**EXERCISE REQUIREMENTS**:
1: From the forum thread on archival hot glue, list every company named as a maker or supplier of hot glue sticks or glue guns.
2: In the thread on archival hot glue, which glue sticks does T. Ashley McGrew advise buying for the 3M Polygun LT?
3: Carry the forum thread on archival hot glue forward from its final sentence.

# Packing and Crating > Packing Materials and Techniques >  Archival Hot Glue question.

## JasonO

The following question was just posted to the RCAAM Listserv and I am interested in the answer as well so I thought I would cross post it here.  Looking around I found conflicting information about whether archival hot glue is needed for box making or not.        

Jason          

Here is the original post:    On Wed, Aug 4, 2010 at 9:47 AM, Ashley Henderson  wrote: 

Hi Everyone,      I am making custom trays and boxes for a project and am looking for a     source for archival hot melt glue sticks.  The trays will be used for     long-term storage and the artifacts will not come into contact with the     glue used in construction.  Gaylord has discontinued their product.     University Products carries the sticks but states that their $250     applicator gun is required for proper application.  Has anyone used     these sticks with a regular applicator gun from a craft store?  I can't     find a package of hot glue sticks at the store that lists ingredients.     Does anyone know of a good source for hot glue sticks or if regular old     hot glue sticks from the store pose a threat in long-term storage?     Thanks for any suggestions!        Ashley Henderson      Collection Manager     Corpus Christi Museum of Science and History     www.ccmuseum.com     (361) 826-4659

----------


## T. Ashley McGrew

3M Polygun LT..gif
I strongly recommend the 3M Polygun LT.
I would purchase it as shown in the picture with a quadtrack converter and palm grip.
I have used it working for two different commercial companies and two different museums. 
The gluesticks were some of the first to shown to pass oddy testing by the Getty way back in the day and it is still what they use there.
They have different sticks for different applications I would buy the clear general purpose ones - LM for low melt. 
The sticks for the TC model are similar but will melt through foam more and is harder to work with when it comes to thin materials like Tyvek.
3M also offers a variety of guns that work with these sticks, including ones with different temperature "chips". In my experience they are prone to breakage and basically a waste of the considerable cost increase over this gun.

Here is a link that might make it more clear but I have not actually ordered from this vendor.

[Raw records]
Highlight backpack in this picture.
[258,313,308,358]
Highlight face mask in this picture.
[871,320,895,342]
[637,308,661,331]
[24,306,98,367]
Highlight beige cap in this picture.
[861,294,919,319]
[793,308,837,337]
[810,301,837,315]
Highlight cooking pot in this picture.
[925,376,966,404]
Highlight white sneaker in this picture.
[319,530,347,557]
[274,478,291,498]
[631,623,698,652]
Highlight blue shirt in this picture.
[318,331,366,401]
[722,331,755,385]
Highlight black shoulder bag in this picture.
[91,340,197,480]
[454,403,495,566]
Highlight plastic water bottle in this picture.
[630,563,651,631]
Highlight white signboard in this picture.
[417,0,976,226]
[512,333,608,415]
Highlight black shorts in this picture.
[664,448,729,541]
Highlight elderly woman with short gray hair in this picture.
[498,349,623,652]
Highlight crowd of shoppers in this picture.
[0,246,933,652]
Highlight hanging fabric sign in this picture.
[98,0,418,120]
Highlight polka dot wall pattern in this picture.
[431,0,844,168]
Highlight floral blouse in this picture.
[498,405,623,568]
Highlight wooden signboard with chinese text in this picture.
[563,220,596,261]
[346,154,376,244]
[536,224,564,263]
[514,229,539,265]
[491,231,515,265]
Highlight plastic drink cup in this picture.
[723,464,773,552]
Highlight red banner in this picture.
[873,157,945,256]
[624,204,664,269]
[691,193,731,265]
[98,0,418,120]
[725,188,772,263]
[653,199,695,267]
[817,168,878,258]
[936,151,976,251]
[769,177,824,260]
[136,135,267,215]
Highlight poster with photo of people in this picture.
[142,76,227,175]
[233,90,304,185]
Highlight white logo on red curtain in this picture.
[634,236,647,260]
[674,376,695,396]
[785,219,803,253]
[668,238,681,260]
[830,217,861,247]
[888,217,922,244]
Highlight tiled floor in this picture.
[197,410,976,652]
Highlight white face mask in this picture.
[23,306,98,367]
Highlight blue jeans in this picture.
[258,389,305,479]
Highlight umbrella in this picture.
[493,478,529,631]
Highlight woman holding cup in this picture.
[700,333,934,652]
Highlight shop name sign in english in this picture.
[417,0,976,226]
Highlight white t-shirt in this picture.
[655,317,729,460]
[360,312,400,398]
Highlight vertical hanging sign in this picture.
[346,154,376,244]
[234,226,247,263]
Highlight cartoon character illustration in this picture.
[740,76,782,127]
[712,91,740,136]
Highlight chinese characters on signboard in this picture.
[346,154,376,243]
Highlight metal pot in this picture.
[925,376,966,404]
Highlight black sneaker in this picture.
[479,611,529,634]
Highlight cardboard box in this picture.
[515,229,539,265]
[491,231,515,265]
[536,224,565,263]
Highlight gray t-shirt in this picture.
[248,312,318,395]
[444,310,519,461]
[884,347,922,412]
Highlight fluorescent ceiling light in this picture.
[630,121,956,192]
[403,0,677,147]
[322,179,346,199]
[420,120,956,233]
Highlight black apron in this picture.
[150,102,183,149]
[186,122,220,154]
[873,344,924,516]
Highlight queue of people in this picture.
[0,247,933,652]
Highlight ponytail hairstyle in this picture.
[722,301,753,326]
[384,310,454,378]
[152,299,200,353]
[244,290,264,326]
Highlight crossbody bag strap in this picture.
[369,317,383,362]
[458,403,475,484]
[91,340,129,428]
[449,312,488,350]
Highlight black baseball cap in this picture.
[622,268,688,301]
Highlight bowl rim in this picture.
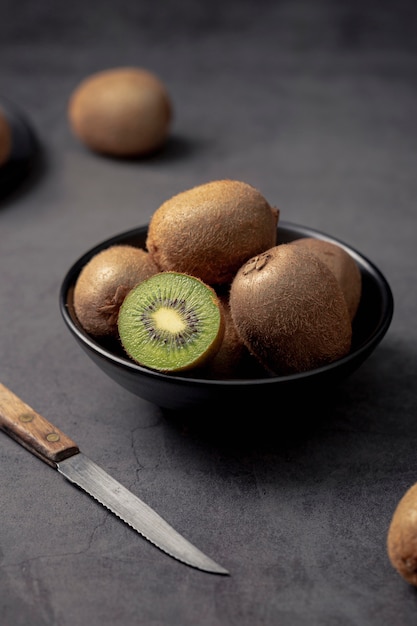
[59,220,394,388]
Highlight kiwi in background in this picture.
[68,67,172,157]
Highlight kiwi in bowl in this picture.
[59,221,394,411]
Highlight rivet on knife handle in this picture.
[0,383,229,575]
[0,383,79,466]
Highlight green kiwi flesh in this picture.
[229,244,352,375]
[118,272,224,372]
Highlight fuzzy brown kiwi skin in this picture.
[73,245,159,337]
[0,110,12,167]
[230,244,352,375]
[193,292,267,380]
[387,484,417,587]
[68,67,172,157]
[146,179,279,285]
[291,237,362,321]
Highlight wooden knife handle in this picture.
[0,383,79,466]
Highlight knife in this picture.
[0,383,229,575]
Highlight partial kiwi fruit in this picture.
[118,272,224,372]
[230,244,352,375]
[68,67,172,157]
[0,109,12,167]
[73,245,158,336]
[146,179,279,285]
[387,484,417,587]
[292,237,362,321]
[197,293,266,380]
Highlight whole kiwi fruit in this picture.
[146,179,279,285]
[0,109,12,167]
[118,272,224,373]
[68,67,172,157]
[229,244,352,375]
[73,245,158,336]
[291,237,362,320]
[387,484,417,587]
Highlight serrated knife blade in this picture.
[0,383,229,575]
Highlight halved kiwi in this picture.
[118,272,224,372]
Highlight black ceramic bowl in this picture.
[59,222,393,410]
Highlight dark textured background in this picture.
[0,0,417,626]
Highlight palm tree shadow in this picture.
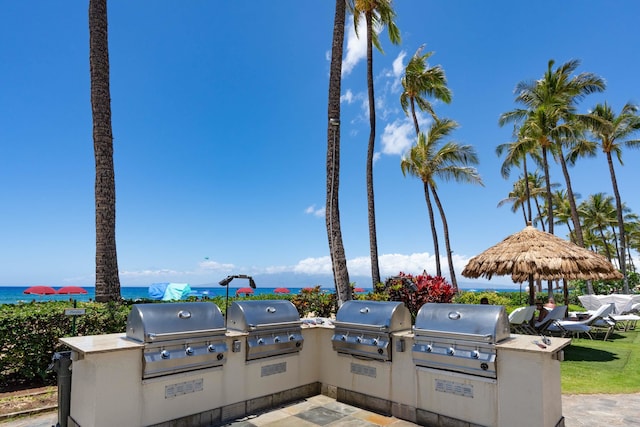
[564,344,619,362]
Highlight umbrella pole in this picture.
[71,298,78,337]
[529,274,536,305]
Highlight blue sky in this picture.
[0,0,640,287]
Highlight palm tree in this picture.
[580,193,617,261]
[499,60,605,246]
[89,0,120,302]
[400,45,451,136]
[348,0,400,286]
[325,0,352,306]
[496,128,544,229]
[553,190,580,243]
[498,172,559,231]
[588,103,640,294]
[400,46,457,289]
[400,119,483,290]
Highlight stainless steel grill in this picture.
[413,303,510,378]
[126,302,227,379]
[227,300,304,360]
[331,300,411,361]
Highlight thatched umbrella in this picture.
[462,225,622,304]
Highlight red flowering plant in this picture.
[385,271,455,320]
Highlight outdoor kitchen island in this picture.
[60,302,570,427]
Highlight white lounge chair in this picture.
[533,305,567,335]
[548,304,615,341]
[509,305,537,335]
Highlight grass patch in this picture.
[560,331,640,394]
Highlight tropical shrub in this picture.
[291,286,338,317]
[376,272,455,320]
[454,291,512,306]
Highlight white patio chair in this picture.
[533,305,567,335]
[548,304,615,341]
[509,305,537,335]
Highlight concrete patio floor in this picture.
[5,393,640,427]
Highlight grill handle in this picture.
[147,329,226,341]
[415,329,494,343]
[247,322,301,331]
[333,321,389,332]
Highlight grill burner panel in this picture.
[412,303,510,378]
[331,300,411,361]
[126,302,227,379]
[227,300,304,360]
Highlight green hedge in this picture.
[0,301,131,390]
[0,295,314,391]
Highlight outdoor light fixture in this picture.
[218,274,256,328]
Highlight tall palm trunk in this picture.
[423,182,442,276]
[607,151,629,294]
[522,160,533,224]
[558,148,584,248]
[542,147,553,234]
[430,186,458,292]
[89,0,120,302]
[365,12,380,286]
[325,0,352,306]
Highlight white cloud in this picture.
[119,268,185,280]
[198,259,236,271]
[342,19,367,77]
[291,256,333,274]
[340,89,354,104]
[109,252,514,288]
[304,205,325,218]
[380,117,415,156]
[392,50,407,80]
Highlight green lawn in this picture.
[560,331,640,394]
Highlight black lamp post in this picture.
[218,274,256,328]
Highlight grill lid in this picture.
[227,300,302,332]
[126,302,225,343]
[334,300,411,333]
[415,303,510,344]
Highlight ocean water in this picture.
[0,286,338,304]
[0,284,518,304]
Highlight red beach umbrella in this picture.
[56,286,87,295]
[23,285,56,295]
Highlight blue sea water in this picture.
[0,286,332,304]
[0,286,518,304]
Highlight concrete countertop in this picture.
[496,334,571,353]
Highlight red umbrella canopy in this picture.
[24,285,56,295]
[56,286,87,295]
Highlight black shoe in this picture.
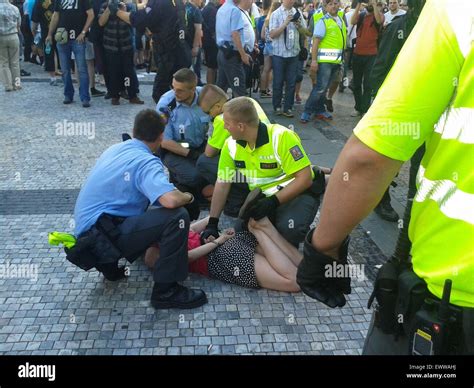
[374,201,400,222]
[151,283,207,309]
[91,88,105,97]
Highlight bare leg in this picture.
[189,217,209,233]
[249,225,296,281]
[254,217,303,266]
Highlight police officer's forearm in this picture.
[313,136,403,257]
[209,181,232,218]
[117,9,132,25]
[161,140,189,157]
[276,167,313,204]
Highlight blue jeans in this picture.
[304,63,341,115]
[57,40,91,102]
[272,55,298,112]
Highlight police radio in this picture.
[410,279,462,356]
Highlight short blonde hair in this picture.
[224,97,259,127]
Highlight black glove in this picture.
[186,149,201,160]
[296,229,351,308]
[201,217,219,241]
[243,195,280,221]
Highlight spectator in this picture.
[99,2,143,105]
[216,0,251,97]
[351,0,384,117]
[383,0,406,27]
[46,0,94,108]
[202,0,219,84]
[0,0,21,92]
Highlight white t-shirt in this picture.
[383,8,407,27]
[241,10,255,52]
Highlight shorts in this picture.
[208,232,260,288]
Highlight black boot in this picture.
[374,189,400,222]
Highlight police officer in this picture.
[297,0,474,354]
[114,0,192,103]
[202,97,320,245]
[156,69,209,193]
[70,109,207,309]
[196,85,270,217]
[216,0,251,96]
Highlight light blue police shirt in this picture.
[74,139,175,236]
[216,0,244,48]
[156,87,209,148]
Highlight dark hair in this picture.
[173,68,197,86]
[133,109,165,143]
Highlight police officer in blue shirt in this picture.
[156,69,209,193]
[73,109,207,309]
[216,0,251,97]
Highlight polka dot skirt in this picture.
[208,232,260,288]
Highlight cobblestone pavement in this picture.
[0,64,412,355]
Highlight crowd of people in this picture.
[6,0,474,352]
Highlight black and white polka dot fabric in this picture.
[208,232,260,288]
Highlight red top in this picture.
[188,230,209,277]
[354,14,383,55]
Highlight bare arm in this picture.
[209,180,232,218]
[312,136,403,257]
[161,140,190,157]
[204,144,220,158]
[158,190,193,209]
[276,166,313,204]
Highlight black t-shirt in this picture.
[186,3,202,47]
[54,0,92,40]
[31,0,54,39]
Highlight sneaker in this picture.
[129,96,145,105]
[316,112,332,121]
[300,112,311,124]
[91,88,105,97]
[151,283,207,309]
[325,98,334,112]
[238,187,265,219]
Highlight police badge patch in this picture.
[290,146,304,162]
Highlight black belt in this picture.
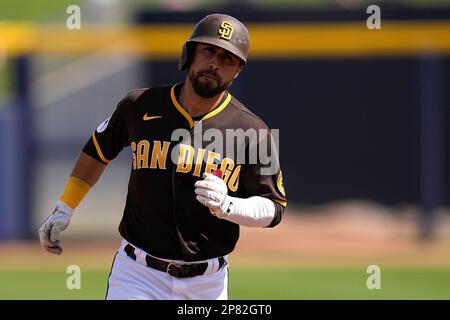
[124,244,226,278]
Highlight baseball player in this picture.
[39,14,286,300]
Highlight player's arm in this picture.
[195,127,287,227]
[39,92,137,254]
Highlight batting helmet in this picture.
[179,14,250,71]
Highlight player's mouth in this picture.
[200,73,220,82]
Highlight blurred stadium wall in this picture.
[0,1,450,238]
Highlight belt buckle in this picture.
[166,262,186,278]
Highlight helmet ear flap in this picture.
[178,43,188,71]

**EXERCISE RESPONSES**:
1: Gaylord, University Products, 3M

2: The clear general purpose sticks, LM for low melt.

3:
3M Polygun LT

The price on this one seems to be low so I would make sure that it is being sold as pictured (with both quad converter and palm grip).

----------


## Mark Wamaling

Ashley,

Can you give us more detail as to which hot melt or low melt 3M glues passed the ODDY tests back in the day?

----------


## T. Ashley McGrew

All I can remember is that I was working in NY for FAE and I heard about this so that had to be more than a dozen years ago. I had been curious about the topic since at the museum I had worked for prior the use of hot melt glues was not allowed. I had to use white glue to adhere Ethafoam into storage mounts (skived on one side obviously)!

While I have heard of many museums testing the 3M gluesticks it should be noted that I don't know that all of the different gluesticks that 3M manufactures passed or were even tested. To be more helpful I need to look up the stock numbers I suppose. I also don't know if any of the institutions followed up with testing for contact with objects, but I can't think why you would ever want hot glue in contact with objects anyway.

Basically I just know that at the Getty, any material that goes into a crate interior, display case, or storage environment is oddy tested periodically. Similarly at NMAI and more recently at the SW Museum where my wife now works the product was tested because it is so frequently used for storage mounts.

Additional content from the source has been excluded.